(Point annotation records)
----

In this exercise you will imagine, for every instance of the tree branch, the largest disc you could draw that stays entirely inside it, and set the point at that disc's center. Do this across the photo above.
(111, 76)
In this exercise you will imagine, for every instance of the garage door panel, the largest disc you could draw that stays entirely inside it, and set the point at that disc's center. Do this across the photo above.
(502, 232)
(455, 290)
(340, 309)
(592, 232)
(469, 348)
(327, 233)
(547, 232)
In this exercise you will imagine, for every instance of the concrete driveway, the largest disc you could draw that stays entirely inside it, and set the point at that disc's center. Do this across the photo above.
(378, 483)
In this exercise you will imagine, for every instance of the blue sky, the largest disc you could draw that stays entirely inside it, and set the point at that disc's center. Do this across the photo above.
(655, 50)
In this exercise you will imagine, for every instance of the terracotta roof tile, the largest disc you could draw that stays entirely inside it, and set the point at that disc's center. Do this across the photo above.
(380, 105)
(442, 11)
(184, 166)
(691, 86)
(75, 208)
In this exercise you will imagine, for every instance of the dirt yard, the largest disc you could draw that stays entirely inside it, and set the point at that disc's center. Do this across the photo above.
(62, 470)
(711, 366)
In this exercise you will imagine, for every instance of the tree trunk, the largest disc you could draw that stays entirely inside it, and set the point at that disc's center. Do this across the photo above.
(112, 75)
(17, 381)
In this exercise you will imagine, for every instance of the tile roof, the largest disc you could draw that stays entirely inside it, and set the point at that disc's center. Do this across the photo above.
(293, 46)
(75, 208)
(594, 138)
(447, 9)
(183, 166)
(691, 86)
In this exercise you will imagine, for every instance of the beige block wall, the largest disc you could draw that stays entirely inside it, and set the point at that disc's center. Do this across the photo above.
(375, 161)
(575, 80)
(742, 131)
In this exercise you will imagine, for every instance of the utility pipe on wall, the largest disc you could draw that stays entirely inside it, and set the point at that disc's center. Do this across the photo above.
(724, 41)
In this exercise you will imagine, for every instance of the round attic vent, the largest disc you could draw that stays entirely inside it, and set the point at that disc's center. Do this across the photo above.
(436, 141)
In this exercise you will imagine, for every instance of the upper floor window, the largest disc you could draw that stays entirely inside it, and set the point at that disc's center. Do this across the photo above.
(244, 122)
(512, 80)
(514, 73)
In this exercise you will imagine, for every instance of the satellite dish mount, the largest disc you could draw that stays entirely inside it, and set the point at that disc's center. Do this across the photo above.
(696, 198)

----

WRITTEN TASK
All the entries above need to be reproduced exactly.

WRITTEN ANSWER
In this exercise you will imagine, for every instance of the tree branch, the largest disc you could draw that stays entirely inside it, and set the point at that disc's center. Do this across the photo above.
(111, 76)
In this exercise you will imagine, for every instance of the garage door panel, the largest disc you could draw that stays entirely inside it, and set the point at that disc's center. Do this across the photo above.
(502, 232)
(455, 290)
(340, 309)
(592, 232)
(469, 348)
(327, 233)
(547, 232)
In this exercise you will imagine, for every instance of the concrete driveway, the largest disc you could draw that stays entirely inside it, and set the point at that disc's center. Do this across the photo above.
(378, 483)
In this exercise you will imagine, for every instance of the blue sky, the largest disc you could draw that stays entirely inside it, and set the point at that disc's center. Do this across the photo above.
(655, 50)
In this exercise you will imagine, for every instance of the terracotta roof tile, the largest disc you could draw that stays entirely inside it, and set the point at that disc's center. Do this across the photo above.
(380, 105)
(442, 11)
(184, 166)
(691, 86)
(75, 208)
In this exercise you will imagine, for every instance of the dirt yard, the largest disc you could draw that stays entirely inside it, and set the point at that disc's center. Do this across the photo above.
(62, 470)
(711, 366)
In this exercise you will imagine, for every instance of the tree trunk, the largest disc you could draw that stays entirely inside it, and set the point at that disc's center. Do this across the photo above.
(112, 75)
(17, 381)
In this exercise you will imagine, for every instance of the tile roof, the largest disc you could draw that stays entirely inside it, and set the point at that disc's center. Do this across the photo above.
(293, 46)
(75, 208)
(594, 138)
(447, 9)
(183, 166)
(691, 86)
In this exercise you will imagine, for every instance of the beige block wall, the largest disc you could draw that stays entirely inside it, and set the point at that disc's center. Do this across the photo above.
(375, 161)
(575, 80)
(742, 131)
In this exercise you will imagine, for every instance of the utility pipe on wall, the largest disc you could draw that stays entirely inside it, and set the point at that disc's center. Do this across the photo above.
(724, 41)
In this exercise you will imagine, for every instance of the round attic vent, the largest disc you could draw that stays entirely inside it, and set the point at that disc's center. Do this across the photo above.
(436, 141)
In this exercise you will imagine, for every instance of the upper floor window, the largest disc you could draw that stays entirely inside it, and set the point at that disc's center. Do this across the photo above.
(244, 122)
(512, 80)
(514, 73)
In this exercise you will imagine, for every instance of the satellite dish mount, the largest disc you could draw that stays entirely inside it, and set the point at that disc's center. Do this across the photo above.
(696, 198)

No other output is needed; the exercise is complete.